▸ **Task directions**:
Pull out every line of the records below that contains the string "wheel", and copy each such line in full. Case matters when matching.

(Items stored from a collection)
start
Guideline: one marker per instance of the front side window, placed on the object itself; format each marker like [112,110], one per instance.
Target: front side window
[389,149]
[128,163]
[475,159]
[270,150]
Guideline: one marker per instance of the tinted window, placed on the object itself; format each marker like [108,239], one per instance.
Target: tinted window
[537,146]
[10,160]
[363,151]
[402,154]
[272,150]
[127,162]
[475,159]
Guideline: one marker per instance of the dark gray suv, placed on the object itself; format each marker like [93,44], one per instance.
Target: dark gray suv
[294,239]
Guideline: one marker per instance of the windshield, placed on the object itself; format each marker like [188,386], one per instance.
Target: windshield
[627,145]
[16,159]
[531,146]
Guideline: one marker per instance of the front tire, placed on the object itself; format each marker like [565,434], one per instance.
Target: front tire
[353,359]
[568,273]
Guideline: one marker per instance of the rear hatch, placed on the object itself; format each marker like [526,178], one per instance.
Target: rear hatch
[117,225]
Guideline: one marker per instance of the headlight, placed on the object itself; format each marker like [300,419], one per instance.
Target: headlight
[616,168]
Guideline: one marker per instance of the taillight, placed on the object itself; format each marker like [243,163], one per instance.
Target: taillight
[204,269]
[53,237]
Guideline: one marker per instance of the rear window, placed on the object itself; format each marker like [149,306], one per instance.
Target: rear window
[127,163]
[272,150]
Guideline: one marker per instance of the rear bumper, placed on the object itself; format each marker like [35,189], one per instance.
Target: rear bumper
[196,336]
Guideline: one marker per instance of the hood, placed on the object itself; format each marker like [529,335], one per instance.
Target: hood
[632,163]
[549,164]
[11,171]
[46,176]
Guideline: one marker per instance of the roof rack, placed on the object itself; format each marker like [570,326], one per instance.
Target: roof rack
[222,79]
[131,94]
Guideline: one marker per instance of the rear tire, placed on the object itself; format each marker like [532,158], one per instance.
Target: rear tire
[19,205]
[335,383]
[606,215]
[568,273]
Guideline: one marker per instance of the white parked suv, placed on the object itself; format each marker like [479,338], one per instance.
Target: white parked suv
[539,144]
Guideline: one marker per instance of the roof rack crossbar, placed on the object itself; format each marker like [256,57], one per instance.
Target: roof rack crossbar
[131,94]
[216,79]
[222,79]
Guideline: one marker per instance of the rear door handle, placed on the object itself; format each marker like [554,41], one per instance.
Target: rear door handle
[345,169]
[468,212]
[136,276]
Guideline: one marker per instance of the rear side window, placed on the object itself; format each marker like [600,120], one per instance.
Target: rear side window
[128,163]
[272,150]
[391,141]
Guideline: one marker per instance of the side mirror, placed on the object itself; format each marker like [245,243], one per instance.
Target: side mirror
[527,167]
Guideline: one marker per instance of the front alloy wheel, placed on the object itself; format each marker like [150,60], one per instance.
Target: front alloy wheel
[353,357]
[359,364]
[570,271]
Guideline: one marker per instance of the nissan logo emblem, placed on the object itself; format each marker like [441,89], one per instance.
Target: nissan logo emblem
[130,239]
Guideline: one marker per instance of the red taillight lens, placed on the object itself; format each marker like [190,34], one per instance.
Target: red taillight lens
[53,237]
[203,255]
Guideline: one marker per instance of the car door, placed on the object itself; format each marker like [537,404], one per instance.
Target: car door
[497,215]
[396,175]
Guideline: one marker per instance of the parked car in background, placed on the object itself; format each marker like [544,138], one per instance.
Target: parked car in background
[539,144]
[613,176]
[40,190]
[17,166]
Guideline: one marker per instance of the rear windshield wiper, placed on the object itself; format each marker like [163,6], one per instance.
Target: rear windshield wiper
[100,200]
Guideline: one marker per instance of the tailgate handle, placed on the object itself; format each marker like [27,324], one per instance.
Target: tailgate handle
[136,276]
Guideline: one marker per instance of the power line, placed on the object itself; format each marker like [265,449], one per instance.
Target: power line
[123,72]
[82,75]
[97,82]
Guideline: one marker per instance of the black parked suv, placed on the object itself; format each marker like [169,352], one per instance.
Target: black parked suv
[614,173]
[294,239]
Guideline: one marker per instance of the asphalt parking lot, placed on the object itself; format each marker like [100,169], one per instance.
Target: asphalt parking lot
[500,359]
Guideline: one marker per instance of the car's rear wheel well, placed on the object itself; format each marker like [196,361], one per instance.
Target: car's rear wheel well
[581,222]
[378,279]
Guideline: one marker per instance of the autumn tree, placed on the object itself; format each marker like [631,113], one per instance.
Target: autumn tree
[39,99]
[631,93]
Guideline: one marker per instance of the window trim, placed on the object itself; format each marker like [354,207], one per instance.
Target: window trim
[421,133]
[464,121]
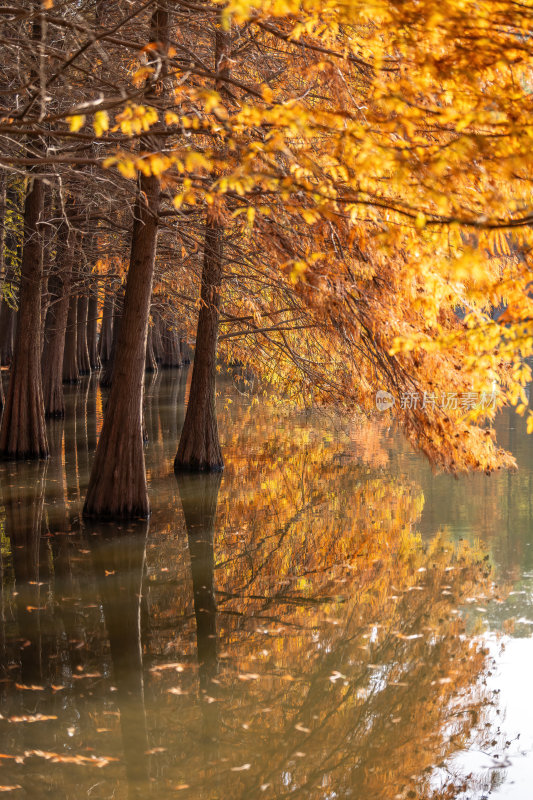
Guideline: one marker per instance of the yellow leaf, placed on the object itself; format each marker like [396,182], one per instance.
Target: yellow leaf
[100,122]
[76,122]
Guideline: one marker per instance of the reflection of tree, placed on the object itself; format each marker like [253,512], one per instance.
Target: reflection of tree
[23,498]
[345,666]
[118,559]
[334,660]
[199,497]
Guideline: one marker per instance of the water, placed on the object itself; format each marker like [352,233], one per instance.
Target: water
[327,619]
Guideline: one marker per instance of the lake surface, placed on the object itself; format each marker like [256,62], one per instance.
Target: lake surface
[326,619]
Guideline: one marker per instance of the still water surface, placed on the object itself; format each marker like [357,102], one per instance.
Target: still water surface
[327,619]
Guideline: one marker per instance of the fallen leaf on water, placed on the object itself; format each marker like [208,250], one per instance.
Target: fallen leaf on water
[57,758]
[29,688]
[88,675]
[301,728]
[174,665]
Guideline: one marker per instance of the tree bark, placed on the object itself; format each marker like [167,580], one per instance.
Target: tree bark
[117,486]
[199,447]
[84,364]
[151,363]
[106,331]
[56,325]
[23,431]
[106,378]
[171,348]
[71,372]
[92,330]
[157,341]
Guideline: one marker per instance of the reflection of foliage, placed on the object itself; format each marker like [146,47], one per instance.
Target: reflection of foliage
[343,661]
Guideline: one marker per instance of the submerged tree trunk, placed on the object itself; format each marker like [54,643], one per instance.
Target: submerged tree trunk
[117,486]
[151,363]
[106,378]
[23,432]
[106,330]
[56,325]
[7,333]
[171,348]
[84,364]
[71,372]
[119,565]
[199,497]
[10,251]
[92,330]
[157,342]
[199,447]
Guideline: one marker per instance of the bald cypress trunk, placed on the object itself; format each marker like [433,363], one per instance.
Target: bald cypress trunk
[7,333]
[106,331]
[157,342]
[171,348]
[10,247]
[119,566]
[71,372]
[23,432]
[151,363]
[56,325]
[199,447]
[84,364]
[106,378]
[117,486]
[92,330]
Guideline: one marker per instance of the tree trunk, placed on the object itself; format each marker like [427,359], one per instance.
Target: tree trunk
end
start
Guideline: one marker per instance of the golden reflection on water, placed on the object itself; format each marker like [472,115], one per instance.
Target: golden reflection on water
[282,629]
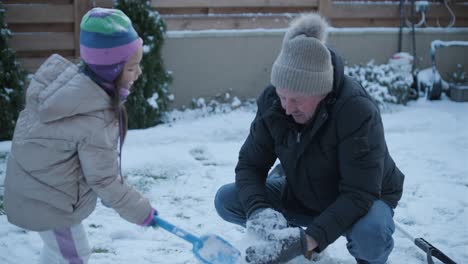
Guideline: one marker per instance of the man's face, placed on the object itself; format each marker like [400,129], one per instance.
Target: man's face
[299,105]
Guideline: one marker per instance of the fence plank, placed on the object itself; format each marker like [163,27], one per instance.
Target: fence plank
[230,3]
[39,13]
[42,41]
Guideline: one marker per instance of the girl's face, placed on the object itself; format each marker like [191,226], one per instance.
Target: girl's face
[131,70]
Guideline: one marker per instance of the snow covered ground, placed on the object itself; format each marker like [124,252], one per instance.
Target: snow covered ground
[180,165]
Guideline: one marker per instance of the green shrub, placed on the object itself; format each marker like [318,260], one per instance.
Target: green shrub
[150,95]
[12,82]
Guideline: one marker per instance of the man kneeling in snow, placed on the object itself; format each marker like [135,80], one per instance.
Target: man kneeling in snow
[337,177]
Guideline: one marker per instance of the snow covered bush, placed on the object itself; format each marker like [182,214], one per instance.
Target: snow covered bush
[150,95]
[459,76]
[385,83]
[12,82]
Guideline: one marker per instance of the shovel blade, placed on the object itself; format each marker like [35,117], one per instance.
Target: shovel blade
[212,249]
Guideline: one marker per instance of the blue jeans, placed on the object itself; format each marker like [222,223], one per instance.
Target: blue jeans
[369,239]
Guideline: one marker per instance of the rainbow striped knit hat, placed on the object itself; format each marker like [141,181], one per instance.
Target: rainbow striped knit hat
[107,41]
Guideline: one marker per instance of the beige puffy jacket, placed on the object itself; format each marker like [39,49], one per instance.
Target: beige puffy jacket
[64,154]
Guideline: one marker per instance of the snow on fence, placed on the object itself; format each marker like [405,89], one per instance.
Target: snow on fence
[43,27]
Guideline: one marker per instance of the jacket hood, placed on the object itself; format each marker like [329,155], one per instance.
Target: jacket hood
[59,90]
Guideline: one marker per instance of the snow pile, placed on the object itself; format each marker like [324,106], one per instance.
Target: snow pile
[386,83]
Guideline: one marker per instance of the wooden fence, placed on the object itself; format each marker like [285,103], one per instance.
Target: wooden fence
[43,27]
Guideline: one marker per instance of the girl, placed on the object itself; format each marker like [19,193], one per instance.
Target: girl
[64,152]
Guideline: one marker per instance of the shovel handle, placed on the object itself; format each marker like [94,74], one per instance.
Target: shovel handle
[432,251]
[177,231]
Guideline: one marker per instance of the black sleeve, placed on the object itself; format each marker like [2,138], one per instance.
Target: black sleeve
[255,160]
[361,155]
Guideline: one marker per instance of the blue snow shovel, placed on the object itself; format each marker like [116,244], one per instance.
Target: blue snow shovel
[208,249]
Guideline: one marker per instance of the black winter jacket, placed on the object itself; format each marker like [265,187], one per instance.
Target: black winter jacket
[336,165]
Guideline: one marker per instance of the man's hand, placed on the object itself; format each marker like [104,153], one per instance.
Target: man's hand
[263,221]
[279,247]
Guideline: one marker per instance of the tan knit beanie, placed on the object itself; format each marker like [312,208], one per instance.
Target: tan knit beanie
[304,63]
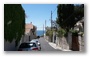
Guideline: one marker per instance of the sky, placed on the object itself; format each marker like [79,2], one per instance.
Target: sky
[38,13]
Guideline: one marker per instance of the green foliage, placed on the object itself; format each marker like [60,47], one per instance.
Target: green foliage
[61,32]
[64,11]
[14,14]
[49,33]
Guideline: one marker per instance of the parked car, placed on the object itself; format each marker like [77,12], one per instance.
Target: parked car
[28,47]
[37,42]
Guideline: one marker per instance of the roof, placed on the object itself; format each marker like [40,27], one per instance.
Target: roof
end
start
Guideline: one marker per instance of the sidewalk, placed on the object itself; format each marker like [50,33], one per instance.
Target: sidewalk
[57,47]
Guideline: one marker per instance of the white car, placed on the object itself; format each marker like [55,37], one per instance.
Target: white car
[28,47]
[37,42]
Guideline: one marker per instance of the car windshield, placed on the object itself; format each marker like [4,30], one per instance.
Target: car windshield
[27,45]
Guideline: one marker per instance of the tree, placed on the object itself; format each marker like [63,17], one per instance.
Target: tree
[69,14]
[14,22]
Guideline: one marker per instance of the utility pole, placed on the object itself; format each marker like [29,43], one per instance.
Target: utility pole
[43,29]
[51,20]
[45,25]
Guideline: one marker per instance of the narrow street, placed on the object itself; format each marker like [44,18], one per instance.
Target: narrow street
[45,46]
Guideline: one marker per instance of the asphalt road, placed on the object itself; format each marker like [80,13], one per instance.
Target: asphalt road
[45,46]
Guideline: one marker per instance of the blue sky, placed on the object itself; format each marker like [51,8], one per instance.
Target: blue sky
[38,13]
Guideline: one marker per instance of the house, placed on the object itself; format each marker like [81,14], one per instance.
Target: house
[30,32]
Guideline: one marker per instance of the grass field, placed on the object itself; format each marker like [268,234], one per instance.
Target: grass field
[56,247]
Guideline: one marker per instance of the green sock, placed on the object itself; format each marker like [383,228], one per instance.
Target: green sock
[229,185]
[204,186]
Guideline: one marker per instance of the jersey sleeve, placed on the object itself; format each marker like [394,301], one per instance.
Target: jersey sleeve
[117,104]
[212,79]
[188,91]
end
▸ **Output of the exercise**:
Guideline: one marker per instance of the front alloy wheel, placed on the object itself; format each marker like [150,60], one per instance.
Target: front alloy wheel
Guideline: one marker per instance of the car's rear wheel well, placed on the object itself; format each marker like [196,361], one per instance.
Target: car's rear wheel well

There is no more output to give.